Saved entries
____________________
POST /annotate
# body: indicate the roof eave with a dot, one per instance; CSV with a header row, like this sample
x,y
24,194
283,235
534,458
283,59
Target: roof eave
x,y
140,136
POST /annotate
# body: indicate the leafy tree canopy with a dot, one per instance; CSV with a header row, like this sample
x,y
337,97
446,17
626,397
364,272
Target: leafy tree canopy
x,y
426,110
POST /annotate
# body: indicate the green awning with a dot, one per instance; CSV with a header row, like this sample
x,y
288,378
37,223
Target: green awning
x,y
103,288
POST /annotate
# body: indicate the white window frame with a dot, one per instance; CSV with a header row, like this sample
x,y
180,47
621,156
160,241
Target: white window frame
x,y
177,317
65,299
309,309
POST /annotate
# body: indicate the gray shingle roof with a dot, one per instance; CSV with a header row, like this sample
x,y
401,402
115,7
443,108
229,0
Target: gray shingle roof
____________________
## What you have to do
Provide only the count of lines in the records above that hold the word "shingle".

## Solution for this exercise
2